Could you set down the lines below, from the one containing "Target: white subway tile backsplash" through the final line, exactly as written?

:: Input material

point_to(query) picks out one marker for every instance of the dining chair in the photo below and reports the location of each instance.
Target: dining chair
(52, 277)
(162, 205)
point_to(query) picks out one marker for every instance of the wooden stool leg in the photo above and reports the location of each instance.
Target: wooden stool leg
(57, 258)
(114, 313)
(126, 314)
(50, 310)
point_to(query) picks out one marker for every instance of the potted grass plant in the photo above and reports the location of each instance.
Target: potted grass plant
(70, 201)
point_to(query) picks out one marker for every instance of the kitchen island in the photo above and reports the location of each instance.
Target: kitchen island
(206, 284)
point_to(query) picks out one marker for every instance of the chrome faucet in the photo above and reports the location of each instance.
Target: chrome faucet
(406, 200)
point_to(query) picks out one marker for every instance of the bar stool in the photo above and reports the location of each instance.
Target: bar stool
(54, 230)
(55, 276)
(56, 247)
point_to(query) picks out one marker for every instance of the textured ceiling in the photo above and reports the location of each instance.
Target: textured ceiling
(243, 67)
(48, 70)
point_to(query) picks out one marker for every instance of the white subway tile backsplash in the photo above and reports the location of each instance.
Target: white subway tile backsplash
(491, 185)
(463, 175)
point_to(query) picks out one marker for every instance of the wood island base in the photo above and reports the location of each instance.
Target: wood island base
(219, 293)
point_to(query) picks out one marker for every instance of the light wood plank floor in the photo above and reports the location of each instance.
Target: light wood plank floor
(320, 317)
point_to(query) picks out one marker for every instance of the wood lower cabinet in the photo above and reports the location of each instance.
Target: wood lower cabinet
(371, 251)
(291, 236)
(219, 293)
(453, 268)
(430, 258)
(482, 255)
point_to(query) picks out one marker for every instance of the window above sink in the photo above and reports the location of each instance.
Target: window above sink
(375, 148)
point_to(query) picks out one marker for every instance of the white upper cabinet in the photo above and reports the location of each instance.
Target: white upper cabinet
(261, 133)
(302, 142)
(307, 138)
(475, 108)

::::

▶ _Solution to the problem_
Target: white subway tile backsplash
(491, 185)
(463, 175)
point_to(query) picks out one marker for every instance of the wood island base in the photo above and reports the location of each instance.
Target: wood island base
(219, 293)
point_to(query) picks out one marker for every instance of the light wood plank floor in the photo above and reports the location of each instance.
Target: light wood plank floor
(320, 317)
point_to(query) picks out one marker for every instance of the wood lower cabinet in the photo above and reports the location of each instance.
Target: wood lower cabinet
(371, 251)
(291, 236)
(219, 293)
(453, 268)
(430, 258)
(482, 255)
point_to(query) picks out one marker for every instance of the window above sink in the photo above and reports the location of each instance.
Target: window above sink
(375, 148)
point_to(query) picks out one marker for every instance of the white upper cabinet in the photo above and reports the location of each instance.
Target: white upper cabinet
(261, 133)
(302, 142)
(307, 138)
(475, 108)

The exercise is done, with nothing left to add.